HOW TO COMPLETE THIS TASK:
Quote every entry word for word.

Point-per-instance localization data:
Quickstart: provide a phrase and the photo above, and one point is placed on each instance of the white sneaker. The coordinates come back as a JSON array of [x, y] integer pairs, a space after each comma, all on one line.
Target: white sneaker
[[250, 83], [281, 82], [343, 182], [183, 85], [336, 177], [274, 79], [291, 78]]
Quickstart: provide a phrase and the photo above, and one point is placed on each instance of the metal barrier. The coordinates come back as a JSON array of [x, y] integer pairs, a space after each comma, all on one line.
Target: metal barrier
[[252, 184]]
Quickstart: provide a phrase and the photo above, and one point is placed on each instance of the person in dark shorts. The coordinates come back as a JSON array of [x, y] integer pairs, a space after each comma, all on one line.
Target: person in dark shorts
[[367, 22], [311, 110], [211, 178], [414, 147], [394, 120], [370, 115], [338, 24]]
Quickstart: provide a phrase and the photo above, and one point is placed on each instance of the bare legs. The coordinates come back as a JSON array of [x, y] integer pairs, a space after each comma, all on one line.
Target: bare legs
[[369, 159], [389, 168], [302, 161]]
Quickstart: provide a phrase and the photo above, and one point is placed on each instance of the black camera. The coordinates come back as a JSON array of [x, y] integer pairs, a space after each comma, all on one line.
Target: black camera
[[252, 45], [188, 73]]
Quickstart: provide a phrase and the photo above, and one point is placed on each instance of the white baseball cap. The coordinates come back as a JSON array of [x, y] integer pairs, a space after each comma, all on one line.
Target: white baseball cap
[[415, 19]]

EXERCISE SOLUTION:
Quickstart: provide a phrase and the photo above, and one point is placed on each instance of the white sneaker. The coordinates come back as a JSON array of [x, y] integer pairs, a space after each comma, all on one line.
Target: white sneaker
[[250, 83], [281, 82], [343, 182], [183, 85], [336, 177], [274, 79], [291, 78]]
Quickstart: provide a phrase and the photo above, and one point is placed on each instance of the metal barrier. The coordinates come back as a JSON array of [x, y] integer pairs, a space after each comma, all on one line.
Target: metal barrier
[[252, 184]]
Quickstart: provide a phrase and the photo above, and one point is placed on each instance of the person in dark shorts. The coordinates come back as a JSON array of [x, y] integer pairs, a space after each comma, all on one line.
Target: person in dark shorts
[[367, 22], [311, 110], [211, 178], [414, 147], [394, 120], [370, 115], [338, 24]]
Quickstart: provide a phrase and the photo above, and one point is placed on each instance of the bare legs. The coordinates come back as a JSON array of [x, y] integer pairs, a space after each comma, all on one line.
Target: bare legs
[[369, 159], [389, 168], [302, 161]]
Quickstart: provide a phrase and the photo above, and one point is placed on each instance of the black camera. The coordinates come back as a JSON array of [x, y] integer pairs, a space after each comma, all on one line.
Target: black camera
[[252, 45], [188, 73]]
Quickstart: provide a phrase and the photo above, and one point is placed on each instance of the white baseball cap. The coordinates come back as a JSON array of [x, y] integer pairs, a space after each comma, all on one line.
Target: white baseball cap
[[415, 19]]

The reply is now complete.